_Document section_.
*** Block opens ***
Crutchfield at Materialise says more companies adopting additive manufacturing have data security top of mind. “Now, even for our basic software that’s been in the market for 30 years, we get extensive security questionnaires from our customers asking if we are compliant with various security standards and what is our level of security. And that’s exactly why we developed our CO-AM platform.”
Mitigating the Digital Risk
Whether companies are more concerned with data security because they’re moving to digital manufacturing or because hacking and cyber threats are more prevalent today in general, is difficult to assess.
Greg Hayes, SVP of applied technology at EOS North America, a large 3D printer maker and additive manufacturing advisory company, says digital security threats are not unique or special when it comes to additive manufacturing.
“Additive manufacturing is an emerging technology, but it’s not uncovering a massive new risk when it comes to security that isn’t already there. You just have to take this new tool — an additive manufacturing machine — and incorporate it into the secure manufacturing environment that your organization, hopefully, already has completed,” he says.
Although additive manufacturing doesn’t inherently bring with it any extreme risks, says Hayes, it can be the first time a manufacturer is faced with digital processes and establishing secure IT systems.
“We work with companies all the time that have a traditional manufacturing line where plans are still on paper, and the data is stored on a local hard drive,” says Hayes. “Implementing additive allows that company to jump steps ahead in the technology curve, and all of a sudden, they can have digitally connected systems and cloud networks.”
Securing those networks is up to individual organizations, notes Hayes. “The security of any data inside of that EOS machine is as safe or as vulnerable as that organization’s overall IT security.”
Internally at EOS, security is tight. The company lunched a global contract manufacturing network for 3D printed part production in 2022 with robust security measures in place. EOS has a growing number of customers in defense contracting and other industries where specific security protocols are required, says Hayes. “It’s absolutely something that EOS takes very seriously, and we work constantly to make sure that we’re doing what we need to be doing.”
*** Block closes ***
[Source data]
*** Block opens ***
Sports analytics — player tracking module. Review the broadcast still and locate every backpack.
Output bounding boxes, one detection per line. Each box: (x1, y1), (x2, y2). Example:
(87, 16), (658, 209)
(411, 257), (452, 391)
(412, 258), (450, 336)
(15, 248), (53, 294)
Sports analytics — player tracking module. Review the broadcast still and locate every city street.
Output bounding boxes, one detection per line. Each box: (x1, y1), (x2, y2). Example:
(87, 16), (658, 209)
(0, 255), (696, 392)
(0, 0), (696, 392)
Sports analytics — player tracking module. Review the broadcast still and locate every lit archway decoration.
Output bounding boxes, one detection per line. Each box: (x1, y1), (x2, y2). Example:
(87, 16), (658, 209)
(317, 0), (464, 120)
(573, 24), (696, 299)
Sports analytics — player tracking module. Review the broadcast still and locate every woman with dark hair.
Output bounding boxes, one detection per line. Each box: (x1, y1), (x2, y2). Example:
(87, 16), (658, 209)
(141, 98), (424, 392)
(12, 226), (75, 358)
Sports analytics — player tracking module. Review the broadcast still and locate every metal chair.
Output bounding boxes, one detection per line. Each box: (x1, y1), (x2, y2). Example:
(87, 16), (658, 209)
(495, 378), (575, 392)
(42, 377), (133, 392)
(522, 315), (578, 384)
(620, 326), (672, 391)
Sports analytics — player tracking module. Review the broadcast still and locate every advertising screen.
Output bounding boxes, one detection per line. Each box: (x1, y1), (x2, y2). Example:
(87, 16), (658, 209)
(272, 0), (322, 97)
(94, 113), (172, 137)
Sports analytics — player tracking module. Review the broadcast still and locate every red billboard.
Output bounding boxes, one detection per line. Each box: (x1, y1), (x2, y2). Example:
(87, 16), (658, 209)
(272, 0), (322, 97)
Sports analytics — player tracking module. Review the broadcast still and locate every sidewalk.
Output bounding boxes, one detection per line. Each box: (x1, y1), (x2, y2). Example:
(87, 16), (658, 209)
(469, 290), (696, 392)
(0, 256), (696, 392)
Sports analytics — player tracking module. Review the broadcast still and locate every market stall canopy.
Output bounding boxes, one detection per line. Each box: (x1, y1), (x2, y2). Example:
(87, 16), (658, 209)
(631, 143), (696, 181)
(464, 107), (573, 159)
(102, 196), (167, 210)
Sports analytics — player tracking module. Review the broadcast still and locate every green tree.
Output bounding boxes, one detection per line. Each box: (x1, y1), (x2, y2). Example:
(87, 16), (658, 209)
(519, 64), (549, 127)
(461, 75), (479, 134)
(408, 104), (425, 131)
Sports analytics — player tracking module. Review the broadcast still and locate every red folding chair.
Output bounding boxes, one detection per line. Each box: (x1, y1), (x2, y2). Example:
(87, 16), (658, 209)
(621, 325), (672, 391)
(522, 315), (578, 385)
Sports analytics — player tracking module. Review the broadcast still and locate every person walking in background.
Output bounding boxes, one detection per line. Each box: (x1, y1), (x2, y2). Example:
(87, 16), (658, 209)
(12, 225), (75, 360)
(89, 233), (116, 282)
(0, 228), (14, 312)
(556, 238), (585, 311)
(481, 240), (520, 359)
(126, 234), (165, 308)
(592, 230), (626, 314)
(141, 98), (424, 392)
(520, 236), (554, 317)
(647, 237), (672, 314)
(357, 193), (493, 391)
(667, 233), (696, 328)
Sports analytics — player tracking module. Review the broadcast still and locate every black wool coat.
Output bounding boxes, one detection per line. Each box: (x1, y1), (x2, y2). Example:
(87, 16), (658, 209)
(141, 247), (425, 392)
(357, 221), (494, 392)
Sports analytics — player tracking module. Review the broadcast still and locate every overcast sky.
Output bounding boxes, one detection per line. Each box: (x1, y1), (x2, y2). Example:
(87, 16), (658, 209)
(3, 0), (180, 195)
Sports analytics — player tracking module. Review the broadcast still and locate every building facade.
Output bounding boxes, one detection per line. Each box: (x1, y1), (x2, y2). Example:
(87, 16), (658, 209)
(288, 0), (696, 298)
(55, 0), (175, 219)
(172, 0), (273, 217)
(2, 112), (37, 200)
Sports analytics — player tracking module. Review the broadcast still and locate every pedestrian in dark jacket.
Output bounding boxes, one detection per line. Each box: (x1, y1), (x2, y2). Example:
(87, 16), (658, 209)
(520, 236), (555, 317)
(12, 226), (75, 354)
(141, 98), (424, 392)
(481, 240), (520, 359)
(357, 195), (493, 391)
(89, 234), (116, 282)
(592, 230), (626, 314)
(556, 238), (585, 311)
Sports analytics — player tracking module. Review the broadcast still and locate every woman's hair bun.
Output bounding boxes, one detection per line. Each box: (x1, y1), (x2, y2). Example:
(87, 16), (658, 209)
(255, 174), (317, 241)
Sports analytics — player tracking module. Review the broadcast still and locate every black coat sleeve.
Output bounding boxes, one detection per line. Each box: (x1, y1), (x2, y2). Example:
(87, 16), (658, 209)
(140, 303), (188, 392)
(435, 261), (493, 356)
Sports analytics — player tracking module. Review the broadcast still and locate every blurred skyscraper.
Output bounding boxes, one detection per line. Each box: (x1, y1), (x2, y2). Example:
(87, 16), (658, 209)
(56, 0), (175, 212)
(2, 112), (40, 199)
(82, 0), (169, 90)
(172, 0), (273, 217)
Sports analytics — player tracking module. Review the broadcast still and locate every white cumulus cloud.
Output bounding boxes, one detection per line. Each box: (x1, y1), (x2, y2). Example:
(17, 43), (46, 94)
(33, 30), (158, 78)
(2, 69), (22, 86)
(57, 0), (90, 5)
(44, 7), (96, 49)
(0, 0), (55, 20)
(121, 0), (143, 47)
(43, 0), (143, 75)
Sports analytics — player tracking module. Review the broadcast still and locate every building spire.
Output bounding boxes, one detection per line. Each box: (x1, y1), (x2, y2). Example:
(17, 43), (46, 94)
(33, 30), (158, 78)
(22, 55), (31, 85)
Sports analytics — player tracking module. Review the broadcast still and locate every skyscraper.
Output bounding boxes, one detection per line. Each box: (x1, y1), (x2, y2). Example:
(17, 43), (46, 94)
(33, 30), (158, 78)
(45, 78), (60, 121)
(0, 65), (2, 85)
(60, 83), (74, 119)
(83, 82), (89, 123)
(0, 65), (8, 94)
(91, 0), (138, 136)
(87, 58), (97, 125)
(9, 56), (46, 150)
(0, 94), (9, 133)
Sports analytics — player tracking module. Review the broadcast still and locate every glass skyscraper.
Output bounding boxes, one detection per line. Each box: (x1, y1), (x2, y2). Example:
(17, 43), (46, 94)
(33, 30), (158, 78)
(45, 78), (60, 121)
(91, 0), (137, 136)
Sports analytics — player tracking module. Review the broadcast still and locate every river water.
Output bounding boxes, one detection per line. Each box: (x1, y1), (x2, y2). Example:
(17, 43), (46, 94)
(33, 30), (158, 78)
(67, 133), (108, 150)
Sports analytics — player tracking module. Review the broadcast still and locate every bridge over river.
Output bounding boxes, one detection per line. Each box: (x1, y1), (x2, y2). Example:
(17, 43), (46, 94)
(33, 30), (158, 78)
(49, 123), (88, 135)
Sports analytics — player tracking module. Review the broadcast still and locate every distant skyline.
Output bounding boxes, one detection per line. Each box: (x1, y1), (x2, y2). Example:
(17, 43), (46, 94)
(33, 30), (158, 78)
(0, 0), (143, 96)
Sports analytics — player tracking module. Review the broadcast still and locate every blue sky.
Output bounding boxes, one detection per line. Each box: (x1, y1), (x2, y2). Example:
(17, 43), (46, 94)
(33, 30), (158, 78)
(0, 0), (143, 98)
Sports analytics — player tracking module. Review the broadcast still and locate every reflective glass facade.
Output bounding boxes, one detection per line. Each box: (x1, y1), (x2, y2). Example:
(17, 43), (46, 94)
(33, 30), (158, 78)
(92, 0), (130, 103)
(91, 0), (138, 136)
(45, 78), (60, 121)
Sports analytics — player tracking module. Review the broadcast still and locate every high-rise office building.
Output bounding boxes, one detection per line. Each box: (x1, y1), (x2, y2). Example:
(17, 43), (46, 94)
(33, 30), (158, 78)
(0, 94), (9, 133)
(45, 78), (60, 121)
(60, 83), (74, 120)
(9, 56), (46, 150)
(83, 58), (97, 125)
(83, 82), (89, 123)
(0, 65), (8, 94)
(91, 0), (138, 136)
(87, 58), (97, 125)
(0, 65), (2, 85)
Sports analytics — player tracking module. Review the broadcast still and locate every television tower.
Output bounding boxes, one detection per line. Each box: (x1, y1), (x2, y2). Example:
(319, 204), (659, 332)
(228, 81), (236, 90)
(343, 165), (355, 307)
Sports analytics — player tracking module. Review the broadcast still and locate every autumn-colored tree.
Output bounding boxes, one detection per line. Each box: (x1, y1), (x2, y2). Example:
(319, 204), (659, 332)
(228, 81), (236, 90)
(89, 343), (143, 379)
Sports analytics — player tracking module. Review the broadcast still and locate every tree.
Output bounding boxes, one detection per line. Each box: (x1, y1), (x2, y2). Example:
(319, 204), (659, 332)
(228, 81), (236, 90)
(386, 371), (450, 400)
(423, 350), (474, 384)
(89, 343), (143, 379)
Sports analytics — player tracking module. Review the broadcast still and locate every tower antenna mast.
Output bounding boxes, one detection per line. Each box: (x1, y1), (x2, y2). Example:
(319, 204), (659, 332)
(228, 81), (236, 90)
*** Block closes ***
_What this exercise asks_.
A. In the article on additive manufacturing security, what position does Greg Hayes hold at EOS North America?
B. Condense the paragraph of the article on additive manufacturing security that begins "We work with companies all the time" into a short bulleted list.

_Answers per task_.
A. He is SVP of applied technology.

B.
- EOS often works with companies on traditional manufacturing lines, with plans on paper and data on a local hard drive.
- Adopting additive manufacturing lets such a company jump steps ahead on the technology curve.
- Suddenly it can have digitally connected systems and cloud networks.